◆ WHAT IS BEING ASKED:
Take the line containing "Target: man in black jacket" and every line after it to the end of the data, and write them out exactly as they appear.

::: GIVEN INFORMATION :::

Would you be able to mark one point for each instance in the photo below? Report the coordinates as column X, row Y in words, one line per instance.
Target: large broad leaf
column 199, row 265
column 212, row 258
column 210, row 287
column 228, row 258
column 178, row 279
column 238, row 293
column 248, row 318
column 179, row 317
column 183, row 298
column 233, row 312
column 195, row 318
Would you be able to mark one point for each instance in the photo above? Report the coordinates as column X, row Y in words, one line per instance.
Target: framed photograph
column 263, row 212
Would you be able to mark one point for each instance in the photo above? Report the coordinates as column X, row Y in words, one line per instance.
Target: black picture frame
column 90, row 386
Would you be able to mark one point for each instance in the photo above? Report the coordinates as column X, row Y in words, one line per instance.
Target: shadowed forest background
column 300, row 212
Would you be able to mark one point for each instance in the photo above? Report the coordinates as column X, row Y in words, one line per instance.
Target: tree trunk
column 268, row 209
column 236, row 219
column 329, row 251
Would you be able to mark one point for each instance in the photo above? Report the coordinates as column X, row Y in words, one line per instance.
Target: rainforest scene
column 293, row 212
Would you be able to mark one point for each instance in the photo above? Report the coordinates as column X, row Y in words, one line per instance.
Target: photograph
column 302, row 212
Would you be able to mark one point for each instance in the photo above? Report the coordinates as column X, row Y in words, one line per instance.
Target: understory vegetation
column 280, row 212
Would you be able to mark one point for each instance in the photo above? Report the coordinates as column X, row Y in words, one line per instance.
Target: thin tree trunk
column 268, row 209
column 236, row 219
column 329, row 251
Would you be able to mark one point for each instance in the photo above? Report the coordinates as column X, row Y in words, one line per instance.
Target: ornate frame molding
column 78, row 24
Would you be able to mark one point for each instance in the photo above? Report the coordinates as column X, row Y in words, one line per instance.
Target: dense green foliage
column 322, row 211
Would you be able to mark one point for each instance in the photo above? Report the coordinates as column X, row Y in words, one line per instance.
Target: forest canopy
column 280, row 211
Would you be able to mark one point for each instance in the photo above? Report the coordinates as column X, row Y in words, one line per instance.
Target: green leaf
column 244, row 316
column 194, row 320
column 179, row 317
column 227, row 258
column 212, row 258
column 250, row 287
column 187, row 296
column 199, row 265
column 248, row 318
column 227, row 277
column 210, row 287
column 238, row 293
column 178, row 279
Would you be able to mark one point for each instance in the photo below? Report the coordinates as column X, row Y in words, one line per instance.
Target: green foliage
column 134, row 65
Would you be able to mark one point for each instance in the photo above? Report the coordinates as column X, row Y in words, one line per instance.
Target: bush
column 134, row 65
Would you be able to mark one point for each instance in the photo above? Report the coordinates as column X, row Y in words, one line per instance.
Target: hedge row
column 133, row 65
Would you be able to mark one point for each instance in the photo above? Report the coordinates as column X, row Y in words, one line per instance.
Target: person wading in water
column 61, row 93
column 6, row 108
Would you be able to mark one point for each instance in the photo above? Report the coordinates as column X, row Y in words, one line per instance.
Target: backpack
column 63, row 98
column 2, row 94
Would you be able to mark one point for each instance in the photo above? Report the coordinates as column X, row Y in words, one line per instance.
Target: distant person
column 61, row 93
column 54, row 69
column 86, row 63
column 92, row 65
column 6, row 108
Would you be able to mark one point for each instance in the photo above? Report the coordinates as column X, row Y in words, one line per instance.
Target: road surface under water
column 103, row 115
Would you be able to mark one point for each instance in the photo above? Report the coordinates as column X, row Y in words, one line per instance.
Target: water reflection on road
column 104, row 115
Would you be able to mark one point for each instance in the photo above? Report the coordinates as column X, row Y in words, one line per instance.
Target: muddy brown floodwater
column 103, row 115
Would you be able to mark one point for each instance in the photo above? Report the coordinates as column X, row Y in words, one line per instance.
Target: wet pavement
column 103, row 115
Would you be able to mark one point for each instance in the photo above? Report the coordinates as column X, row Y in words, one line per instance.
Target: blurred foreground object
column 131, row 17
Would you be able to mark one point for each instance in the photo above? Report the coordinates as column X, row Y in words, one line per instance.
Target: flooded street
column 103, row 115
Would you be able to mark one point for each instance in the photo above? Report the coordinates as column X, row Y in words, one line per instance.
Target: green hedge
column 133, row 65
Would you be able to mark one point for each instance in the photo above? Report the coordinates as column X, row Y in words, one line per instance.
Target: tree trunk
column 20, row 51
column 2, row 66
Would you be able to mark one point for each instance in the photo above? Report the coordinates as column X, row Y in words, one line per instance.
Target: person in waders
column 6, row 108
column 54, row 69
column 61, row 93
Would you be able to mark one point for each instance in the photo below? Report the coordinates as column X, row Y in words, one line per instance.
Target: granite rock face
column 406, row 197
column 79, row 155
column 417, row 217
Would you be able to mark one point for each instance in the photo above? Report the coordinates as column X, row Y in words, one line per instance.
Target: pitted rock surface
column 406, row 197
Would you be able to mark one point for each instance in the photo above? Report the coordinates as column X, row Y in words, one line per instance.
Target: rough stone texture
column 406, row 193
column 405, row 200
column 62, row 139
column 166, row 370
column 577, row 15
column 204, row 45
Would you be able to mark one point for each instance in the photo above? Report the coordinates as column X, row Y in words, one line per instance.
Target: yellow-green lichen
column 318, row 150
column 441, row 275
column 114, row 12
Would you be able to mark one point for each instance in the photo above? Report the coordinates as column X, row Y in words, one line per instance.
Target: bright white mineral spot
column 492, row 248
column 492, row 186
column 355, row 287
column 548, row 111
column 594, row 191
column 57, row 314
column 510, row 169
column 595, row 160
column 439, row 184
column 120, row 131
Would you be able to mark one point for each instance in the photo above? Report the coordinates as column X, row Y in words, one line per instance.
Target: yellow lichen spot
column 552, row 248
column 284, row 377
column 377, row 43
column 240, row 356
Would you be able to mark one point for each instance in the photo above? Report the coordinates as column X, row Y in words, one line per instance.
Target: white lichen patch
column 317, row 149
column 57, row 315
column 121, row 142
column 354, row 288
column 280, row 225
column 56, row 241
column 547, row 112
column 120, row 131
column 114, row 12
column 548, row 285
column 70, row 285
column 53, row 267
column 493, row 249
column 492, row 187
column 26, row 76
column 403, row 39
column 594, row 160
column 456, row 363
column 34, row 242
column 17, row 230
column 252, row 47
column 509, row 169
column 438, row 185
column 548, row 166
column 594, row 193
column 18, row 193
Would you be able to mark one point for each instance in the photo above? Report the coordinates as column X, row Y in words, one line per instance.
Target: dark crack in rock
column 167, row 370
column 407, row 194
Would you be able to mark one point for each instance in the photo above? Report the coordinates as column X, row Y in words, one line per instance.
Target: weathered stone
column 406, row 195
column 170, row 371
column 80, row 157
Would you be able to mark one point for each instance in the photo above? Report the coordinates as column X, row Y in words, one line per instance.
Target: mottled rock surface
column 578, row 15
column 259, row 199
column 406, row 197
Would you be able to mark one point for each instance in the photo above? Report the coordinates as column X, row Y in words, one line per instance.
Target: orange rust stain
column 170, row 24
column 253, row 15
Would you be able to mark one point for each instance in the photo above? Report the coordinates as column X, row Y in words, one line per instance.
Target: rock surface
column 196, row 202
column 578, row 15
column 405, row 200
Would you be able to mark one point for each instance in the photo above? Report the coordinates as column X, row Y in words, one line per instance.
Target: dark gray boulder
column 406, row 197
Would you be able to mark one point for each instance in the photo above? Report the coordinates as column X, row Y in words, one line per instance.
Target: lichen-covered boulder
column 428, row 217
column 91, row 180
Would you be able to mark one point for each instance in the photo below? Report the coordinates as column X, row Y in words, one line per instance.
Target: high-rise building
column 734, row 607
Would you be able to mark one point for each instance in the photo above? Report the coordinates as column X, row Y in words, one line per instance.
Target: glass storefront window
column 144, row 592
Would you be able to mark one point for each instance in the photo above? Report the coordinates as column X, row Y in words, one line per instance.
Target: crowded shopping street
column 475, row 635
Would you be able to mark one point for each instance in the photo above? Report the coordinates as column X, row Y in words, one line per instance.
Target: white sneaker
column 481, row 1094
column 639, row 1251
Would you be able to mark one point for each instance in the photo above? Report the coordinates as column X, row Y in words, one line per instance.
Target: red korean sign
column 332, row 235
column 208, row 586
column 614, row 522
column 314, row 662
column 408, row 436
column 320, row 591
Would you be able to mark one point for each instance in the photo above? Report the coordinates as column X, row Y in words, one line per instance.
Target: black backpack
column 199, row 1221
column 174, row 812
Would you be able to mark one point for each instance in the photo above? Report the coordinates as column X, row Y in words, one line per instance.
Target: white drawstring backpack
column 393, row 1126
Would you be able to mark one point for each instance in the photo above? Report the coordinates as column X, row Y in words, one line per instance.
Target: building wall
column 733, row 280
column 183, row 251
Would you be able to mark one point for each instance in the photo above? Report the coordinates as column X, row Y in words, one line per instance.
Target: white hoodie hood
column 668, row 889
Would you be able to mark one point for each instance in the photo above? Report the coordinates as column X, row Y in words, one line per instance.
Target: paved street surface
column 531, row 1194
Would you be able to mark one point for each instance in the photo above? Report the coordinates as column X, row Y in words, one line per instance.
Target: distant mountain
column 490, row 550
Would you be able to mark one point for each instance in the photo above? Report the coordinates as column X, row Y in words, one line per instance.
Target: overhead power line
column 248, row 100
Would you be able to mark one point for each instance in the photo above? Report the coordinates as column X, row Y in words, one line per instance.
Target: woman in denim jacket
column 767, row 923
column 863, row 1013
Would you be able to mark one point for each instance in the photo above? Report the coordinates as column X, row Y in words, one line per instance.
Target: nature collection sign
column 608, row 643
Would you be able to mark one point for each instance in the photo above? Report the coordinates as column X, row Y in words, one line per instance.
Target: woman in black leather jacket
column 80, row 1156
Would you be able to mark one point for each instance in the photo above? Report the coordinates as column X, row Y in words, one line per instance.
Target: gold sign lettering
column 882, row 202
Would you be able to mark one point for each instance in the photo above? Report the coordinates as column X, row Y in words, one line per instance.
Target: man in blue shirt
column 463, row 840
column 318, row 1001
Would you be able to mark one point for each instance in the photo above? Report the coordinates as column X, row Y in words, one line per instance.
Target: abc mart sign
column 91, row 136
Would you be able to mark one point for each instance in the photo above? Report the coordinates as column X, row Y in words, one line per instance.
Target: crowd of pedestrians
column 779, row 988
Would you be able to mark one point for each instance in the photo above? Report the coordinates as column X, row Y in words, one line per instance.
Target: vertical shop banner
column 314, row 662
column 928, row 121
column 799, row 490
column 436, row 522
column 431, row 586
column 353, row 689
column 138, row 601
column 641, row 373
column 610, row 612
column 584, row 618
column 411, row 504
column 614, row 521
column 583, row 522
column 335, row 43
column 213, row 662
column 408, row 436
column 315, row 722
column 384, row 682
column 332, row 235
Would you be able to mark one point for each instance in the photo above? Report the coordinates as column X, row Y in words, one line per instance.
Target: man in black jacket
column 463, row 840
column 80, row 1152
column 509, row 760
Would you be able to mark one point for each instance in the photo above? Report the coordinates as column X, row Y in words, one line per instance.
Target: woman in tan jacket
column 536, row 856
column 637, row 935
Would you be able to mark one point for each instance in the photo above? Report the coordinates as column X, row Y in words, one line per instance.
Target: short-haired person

:::

◆ WRITTEN SOLUTION:
Target: man in black jacket
column 463, row 840
column 80, row 1152
column 509, row 760
Would you be able to mark one point for each instance in the photo above? Report the coordinates as column X, row Y in words, one line per instance.
Target: woman in tan jacket
column 536, row 856
column 637, row 935
Would you be able to mark one point for each instance in the photo above? Report the coordinates as column X, row Y in words, one line per instance.
Target: short-haired person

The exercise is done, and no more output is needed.